• TASK GOAL: Give the data again exactly as written, skipping any pictures.

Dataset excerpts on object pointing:
-- BEGIN --

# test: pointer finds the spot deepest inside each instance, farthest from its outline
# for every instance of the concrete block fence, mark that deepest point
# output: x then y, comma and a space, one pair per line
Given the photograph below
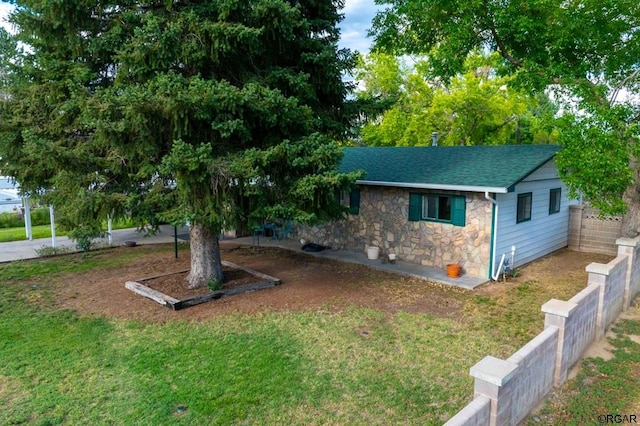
506, 391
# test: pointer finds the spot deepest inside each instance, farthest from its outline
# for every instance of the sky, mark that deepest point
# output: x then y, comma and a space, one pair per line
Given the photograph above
358, 15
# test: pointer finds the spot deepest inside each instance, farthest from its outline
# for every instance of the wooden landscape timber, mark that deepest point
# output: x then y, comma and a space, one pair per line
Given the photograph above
140, 288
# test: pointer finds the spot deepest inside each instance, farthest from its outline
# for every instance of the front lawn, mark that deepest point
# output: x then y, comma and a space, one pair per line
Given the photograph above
354, 365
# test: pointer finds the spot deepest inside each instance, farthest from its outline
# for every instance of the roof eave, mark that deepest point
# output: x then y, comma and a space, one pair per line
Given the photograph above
464, 188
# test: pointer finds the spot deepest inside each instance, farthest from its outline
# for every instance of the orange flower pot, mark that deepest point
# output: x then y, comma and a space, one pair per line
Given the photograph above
453, 270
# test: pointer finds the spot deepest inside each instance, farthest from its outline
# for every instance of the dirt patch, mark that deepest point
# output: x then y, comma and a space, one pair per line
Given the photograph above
307, 282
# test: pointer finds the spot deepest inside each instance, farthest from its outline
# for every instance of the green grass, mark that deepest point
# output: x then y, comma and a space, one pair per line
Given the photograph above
300, 368
602, 386
358, 366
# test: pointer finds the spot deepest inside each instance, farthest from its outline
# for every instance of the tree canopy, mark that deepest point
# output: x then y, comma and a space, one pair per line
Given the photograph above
583, 51
475, 107
218, 113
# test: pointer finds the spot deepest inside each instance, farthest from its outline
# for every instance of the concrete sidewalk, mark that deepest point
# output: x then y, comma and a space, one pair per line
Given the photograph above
20, 250
428, 273
26, 249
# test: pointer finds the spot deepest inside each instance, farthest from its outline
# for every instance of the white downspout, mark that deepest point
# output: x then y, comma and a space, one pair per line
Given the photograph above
494, 275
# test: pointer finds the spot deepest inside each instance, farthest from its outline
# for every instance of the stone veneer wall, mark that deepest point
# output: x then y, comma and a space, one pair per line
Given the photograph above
383, 222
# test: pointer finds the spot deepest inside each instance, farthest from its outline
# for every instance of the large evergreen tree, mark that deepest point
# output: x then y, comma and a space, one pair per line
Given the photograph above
212, 112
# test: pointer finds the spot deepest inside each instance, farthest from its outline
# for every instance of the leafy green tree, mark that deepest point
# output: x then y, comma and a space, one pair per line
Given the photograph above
217, 113
474, 107
586, 51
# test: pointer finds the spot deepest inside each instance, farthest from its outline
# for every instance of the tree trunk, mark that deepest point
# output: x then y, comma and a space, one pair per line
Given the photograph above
631, 219
205, 256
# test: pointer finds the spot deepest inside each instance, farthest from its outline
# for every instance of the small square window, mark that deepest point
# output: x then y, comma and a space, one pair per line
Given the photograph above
554, 200
438, 208
524, 207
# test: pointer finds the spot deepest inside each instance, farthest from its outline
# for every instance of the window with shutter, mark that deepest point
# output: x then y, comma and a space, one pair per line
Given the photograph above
438, 208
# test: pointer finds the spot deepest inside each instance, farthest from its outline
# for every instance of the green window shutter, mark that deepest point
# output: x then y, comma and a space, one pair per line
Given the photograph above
354, 201
458, 211
415, 207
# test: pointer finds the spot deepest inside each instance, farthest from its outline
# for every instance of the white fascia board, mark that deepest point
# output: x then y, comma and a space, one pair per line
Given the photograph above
464, 188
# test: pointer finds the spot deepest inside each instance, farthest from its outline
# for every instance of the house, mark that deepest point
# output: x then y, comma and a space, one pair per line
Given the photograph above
479, 206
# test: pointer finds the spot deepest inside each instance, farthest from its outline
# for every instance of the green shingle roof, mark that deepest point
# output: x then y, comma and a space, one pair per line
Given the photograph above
479, 168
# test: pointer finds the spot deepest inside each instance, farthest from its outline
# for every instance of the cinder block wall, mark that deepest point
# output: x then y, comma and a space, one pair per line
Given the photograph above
515, 386
589, 232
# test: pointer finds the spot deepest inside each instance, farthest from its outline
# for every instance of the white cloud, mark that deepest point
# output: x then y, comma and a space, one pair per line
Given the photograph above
358, 15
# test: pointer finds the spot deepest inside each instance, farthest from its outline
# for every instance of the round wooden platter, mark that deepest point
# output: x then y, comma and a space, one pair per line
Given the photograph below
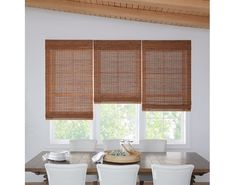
131, 158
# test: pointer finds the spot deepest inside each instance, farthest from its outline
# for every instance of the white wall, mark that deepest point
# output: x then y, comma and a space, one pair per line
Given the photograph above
45, 24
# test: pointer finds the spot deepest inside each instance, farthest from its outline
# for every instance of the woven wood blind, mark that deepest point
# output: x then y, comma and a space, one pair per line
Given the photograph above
117, 69
69, 80
166, 75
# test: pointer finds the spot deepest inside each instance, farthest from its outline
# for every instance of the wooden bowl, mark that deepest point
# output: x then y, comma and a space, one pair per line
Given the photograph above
131, 158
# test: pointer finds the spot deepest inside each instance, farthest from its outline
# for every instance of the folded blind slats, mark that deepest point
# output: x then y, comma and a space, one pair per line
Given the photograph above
166, 75
117, 69
69, 79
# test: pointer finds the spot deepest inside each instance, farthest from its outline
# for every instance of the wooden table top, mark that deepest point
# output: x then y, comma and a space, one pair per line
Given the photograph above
36, 164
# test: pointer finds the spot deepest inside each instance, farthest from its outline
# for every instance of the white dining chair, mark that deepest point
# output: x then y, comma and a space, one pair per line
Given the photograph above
172, 174
84, 145
66, 174
117, 174
151, 145
111, 144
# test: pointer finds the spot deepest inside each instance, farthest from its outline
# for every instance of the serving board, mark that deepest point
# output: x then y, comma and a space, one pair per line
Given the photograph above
131, 158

-- END --

• WRITTEN ANSWER:
# test: pointer finds the spot deepest inside each instance, farthest from its outline
# for every instance of the concrete block fence, mark that deepest point
# output: x then y, comma and a space, one pair per line
Given the photograph below
506, 391
# test: pointer finds the spot deepest inside each instance, farthest from its outline
# for every instance of the sky, mark that deepest point
# output: x then y, comma and a space, one pair per line
Given the photograph above
358, 15
# test: pointer finds the spot deepest inside each instance, farthest from its outline
# for every instance of the wooden landscape timber, mark that deepest point
# output: x then y, comma and a space, one pair per line
Given the photograph above
140, 288
# test: pointer finds the spot deepest inside each instance, farthest from its outline
# for every instance of the front lawn, mark that deepest point
# output: x then y, comma and a space, one pair per line
Given the photograph above
354, 365
# test: pointer finds the spot deepest inside each instance, farthest from its outline
# for every instance of the roof eave, mark that deepest point
# output: x then y, comma and a space, one pair per line
Given the photograph above
464, 188
# test: pointer finds the spot deepest inside each instance, farthest from its outline
# for every instance of the orange flower pot, mark that deepest point
# output: x then y, comma and a space, one pair per line
Given the photograph above
453, 270
# test: pointer finds the spot deepest inside each instance, farthest from its outline
# for every instance of the dirt patch, mark that deepest point
# output: x then y, comma and a space, one pair per line
Given the photograph above
307, 282
# test: pointer finds the spot deepest inside each instance, farthest from its outline
# for every instance of the green grass, mark that deepest point
# output: x then y, comma and a space, one pair per line
Given the photograph above
300, 368
602, 386
358, 366
# test: pointer finds the spot deepest inside each instance, farthest from its outline
# for every instance of the tree canopy, mark that deepest point
# output: x then y, comma and a space, one pair per line
Given the photograph above
583, 51
475, 107
218, 113
# test: pointer finds the spot deepest inside each instance, farthest from its outline
# for every instance of the concrete sidewalk, mark that deepest point
# output: x then y, comma and a space, one pair per line
Given the photograph above
20, 250
428, 273
26, 249
# test: pointer finds the spot deepest inside each instance, farthest from its outline
# for every instance of the white downspout, mark that deepest point
# output: x then y, comma and a space, one pair per line
Given the photograph above
494, 275
# test: pointer finds the spot deepest inside each instance, farthest from its outline
# for every instance of the stone veneer wall, mark that deepest point
# output: x then y, comma and a space, one pair per line
Given the photograph above
383, 222
# test: pointer finds the spot deepest inside each instance, farthest from its outline
# for every instance of the large evergreen tree, mark that deepest point
# output: x then y, comma and a space, one pair per line
Given the photograph above
212, 112
# test: pointer finds the spot deepest inside each instance, farthest from its outline
# for every instance of the leafy green tree, mark that deepest point
# output: x then y, comma and a space, one pair per line
Given the photograph above
217, 113
474, 107
586, 51
# test: pointer finds the spot deepest inside each instance, farthest from its outline
# for every instance of the tree trunk, mark that deepest point
# output: x then y, comma and a space, one pair per line
Given the photograph above
631, 219
205, 256
# test: pointer finds the spot deepest inside each instance, farthest from its outline
# for every instance of the small square window, mark that deepest point
# output: x then y, comma and a space, one pair per line
Given the photograph above
554, 200
438, 208
524, 207
# test: pointer finds the spot deepest inside each instance, farthest from its outline
# for every instance of the window with shutter, mark that deepest point
# output: x then y, comma and a space, one pair per line
Given the photograph above
438, 208
# test: pointer finds the spot deepest inside each instance, farthest from its outline
# for every instance of the green window shutter, mark that deepest point
# output: x then y, comma and a space, one pair per line
Given the photograph above
354, 201
458, 211
415, 207
# test: pointer finds the spot deepest inside each instance, farthest from its outline
# for every instance of the white fascia board, mark that deepest point
# output: x then y, comma and a space, one pair per line
Given the photograph above
464, 188
# test: pointer finds the spot deepest inside each instance, farthest from its outline
# for every instance of the house, mark that deepest point
# output: x then y, comma and a space, one pair per line
Given the photograph above
479, 206
# test: pointer finds the spot deepest inside each instance, farthest from its outline
# for every instance of the green shingle roof, mark that deepest point
# output: x then y, comma and a space, one pair per line
Given the photograph above
479, 168
# test: pointer finds the spot deepest inside each instance, farthest from its outline
# for every instance of the cinder block wall, mark that deepest point
# output: x then y, comma and a space, one pair per line
Given the photograph above
515, 386
589, 232
# test: pointer finds the spot deepest inside each instance, farthest from its outline
# for every instance of the white cloud, mark that deepest point
# output: x then y, comma and a space, one pair per line
Given the photograph above
358, 15
# test: pointer finds the spot deepest inside each instance, farthest from its outline
# for every instance of the round wooden platter, mark that deepest point
# output: x then y, comma and a space, one pair per line
Given the photograph below
131, 158
# test: pointer finds the spot deepest inside each instance, farthest from its outline
# for every instance of the white wall, mark that deepest point
# output: x then y, comma and a space, one pair per line
Given the photograph above
45, 24
# test: pointer finds the spot deepest inside each instance, farthest from its outline
# for every instance of the woven wood blind, mark that deepest point
# output: x then y, comma and a space, one pair per line
Given the photograph above
117, 69
69, 80
166, 75
# test: pointer finds the spot deepest inside each instance, farthest from its outline
# for every instance of the wooden bowl, mark that deepest point
# output: x then y, comma and a space, one pair per line
Given the photograph above
131, 158
# test: pointer finds the spot deepest inside each instance, farthest from its outline
# for every instance of the folded blind slats, mark that deepest point
# output: x then y, comma and a space, one pair per line
Given the photograph above
166, 75
117, 69
69, 79
# test: pointer finds the spot deepest inside each instance, farthest from its outline
# for every instance of the wooden table top, mark that deepest point
# output: x then y, comma and a space, one pair per line
Given the photograph above
36, 164
# test: pointer finds the spot deepest inside each instance, farthest from its outline
# for every instance of the white dining chair, mark that deepest point
# output: x then y, comma and a space, one pair per line
Given the photograph above
172, 174
84, 145
66, 174
117, 174
151, 145
111, 144
# test: pointer finds the spot deepest inside each instance, farthest from its outline
# for every instance of the serving board, mark that deepest point
# output: x then y, comma and a space, one pair per line
Given the photograph above
131, 158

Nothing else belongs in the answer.